- Document extract
*** Begin section ***
General Motors typically relies on 3D printing to help launch new vehicles, such as the first-ever mid-engine Chevrolet Corvette. During the COVID-19 outbreak, the same technology played a critical role in helping the team transition from making vehicles to medical devices in a matter of days.
“3D printing helps us design and build parts and products faster and in ways we previously couldn’t,” said Kevin Quinn, GM director of additive design and manufacturing. “It’s already having a positive impact on how we develop and build vehicles, like Corvette, and it’s allowed us to apply our mass production expertise to medical supplies and devices.”
The first time a physical version of the mid-engine Corvette came together, 75 percent of the parts were 3D printed. No other GM "slow build" design and engineering evaluation has featured this amount or level of detail in terms of its 3D-printed components. This allowed the team to envision what a production vehicle would look like and how all the parts would fit together. They were also able to diagnose and correct issues early on, reducing development time.
3D printing was also used extensively to test and implement Corvette-first features like right-hand drive for international markets and the retractable hardtop.
GM’s expertise in additive manufacturing in turn enabled the company to quickly shift from its core automotive business to medical production.
*** End section ***
- Exercise details
Can you pick up the passage on General Motors' use of 3D printing and continue it from its last sentence?

- Supplied information
*** Begin section ***
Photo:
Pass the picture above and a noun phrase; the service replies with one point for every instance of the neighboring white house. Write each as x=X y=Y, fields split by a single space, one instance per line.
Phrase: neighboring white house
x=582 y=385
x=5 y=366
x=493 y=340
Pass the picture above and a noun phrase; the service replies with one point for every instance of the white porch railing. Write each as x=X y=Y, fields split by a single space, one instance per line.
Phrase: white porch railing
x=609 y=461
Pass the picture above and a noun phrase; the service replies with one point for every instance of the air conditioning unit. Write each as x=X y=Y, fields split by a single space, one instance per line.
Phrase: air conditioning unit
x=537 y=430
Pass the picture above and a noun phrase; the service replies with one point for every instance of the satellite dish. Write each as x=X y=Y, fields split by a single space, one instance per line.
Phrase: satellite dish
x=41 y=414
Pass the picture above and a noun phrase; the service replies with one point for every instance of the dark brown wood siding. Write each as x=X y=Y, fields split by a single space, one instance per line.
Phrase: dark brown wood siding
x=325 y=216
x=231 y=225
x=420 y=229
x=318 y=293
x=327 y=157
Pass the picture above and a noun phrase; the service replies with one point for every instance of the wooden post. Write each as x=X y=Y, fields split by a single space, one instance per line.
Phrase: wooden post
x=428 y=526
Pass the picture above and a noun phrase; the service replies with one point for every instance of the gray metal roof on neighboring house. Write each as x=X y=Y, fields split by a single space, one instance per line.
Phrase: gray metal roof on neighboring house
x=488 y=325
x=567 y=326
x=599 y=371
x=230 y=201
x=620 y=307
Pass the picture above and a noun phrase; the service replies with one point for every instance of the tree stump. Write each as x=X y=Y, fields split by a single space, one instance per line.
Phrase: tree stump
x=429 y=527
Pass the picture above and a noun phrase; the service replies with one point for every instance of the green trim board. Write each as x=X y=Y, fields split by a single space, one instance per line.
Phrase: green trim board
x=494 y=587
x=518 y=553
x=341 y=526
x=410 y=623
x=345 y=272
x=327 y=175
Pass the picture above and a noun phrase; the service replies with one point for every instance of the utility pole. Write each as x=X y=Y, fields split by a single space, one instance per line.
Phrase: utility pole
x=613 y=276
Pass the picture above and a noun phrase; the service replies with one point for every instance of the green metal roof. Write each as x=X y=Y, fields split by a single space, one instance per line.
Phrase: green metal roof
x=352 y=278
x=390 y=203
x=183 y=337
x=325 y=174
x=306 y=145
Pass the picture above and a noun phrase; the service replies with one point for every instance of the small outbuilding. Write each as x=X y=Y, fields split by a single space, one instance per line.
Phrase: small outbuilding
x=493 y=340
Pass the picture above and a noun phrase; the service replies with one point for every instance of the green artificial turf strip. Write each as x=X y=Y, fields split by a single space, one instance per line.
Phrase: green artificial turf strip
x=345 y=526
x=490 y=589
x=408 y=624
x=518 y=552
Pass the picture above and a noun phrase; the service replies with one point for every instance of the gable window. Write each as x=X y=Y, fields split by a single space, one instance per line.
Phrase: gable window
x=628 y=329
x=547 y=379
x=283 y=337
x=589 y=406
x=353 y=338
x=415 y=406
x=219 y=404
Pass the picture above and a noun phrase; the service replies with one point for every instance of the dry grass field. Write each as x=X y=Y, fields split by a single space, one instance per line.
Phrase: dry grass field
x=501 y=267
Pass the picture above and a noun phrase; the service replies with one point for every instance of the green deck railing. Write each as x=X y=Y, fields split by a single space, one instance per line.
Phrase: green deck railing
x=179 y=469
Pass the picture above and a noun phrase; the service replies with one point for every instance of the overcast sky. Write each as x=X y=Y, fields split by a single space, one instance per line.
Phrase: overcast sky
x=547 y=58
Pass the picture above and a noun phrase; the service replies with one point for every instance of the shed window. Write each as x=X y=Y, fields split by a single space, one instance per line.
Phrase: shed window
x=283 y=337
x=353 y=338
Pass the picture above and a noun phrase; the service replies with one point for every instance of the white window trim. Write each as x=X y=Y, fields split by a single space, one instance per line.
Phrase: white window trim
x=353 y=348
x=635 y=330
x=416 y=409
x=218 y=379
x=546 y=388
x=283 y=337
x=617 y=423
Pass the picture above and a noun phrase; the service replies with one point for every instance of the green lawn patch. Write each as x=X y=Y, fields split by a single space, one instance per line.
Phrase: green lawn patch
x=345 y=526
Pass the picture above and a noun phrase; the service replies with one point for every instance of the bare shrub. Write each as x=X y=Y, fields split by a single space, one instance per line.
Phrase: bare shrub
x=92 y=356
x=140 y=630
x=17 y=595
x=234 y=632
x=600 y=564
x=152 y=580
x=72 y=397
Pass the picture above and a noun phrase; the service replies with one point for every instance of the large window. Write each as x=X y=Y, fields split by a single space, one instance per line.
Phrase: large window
*** End section ***
- Exercise answer
“We could not have responded to the coronavirus as quickly as we did without 3D printing,” said Ron Daul, GM director of additive manufacturing. “The investment in both our additive manufacturing facilities and training the team to leverage 3D printing for development has enabled us to pivot to making ventilators and personal protective equipment virtually overnight.”
To produce medical supplies, the team applied additive manufacturing to three core areas: manufacturing, prototyping and production.
Nearly all tools used to assemble the ventilators that GM is manufacturing with its partner Ventec Life Systems and collaborator Hamilton Medical are 3D printed.
Most are 3D-printed “nests” or fixtures that hold parts in place during assembly at GM’s facility in Kokomo, Indiana as well as Hamilton Medical’s plant in Reno, Nevada. These nests are reverse engineered from part data received from Ventec in Seattle and Hamilton in Switzerland.
“3D printing allows us to make constant, rapid changes to fixtures based on feedback from the assembly teams,” said Dominick Lentine, GM senior manufacturing engineer, additive applications. “We can receive feedback from Hamilton, improve a part and have it flown back to Reno in less than 24 hours.”
To increase the speed of response even further, teams from GM’s Additive Innovation Lab and Additive Industrialization Center, both in Warren, Michigan, recently delivered and installed 3D printers from their respective facilities to the Kokomo plant to print new hand tools onsite.
GM has been using additive manufacturing for rapid prototyping since 1989. The role 3D printing played in the development of the mid-engine Corvette will only accelerate with each new model the company introduces.
This institutional knowledge of 3D printing allowed GM to quickly build and assess different designs of assembly tools mentioned above. It also helped the company develop and produce face shields for first responders.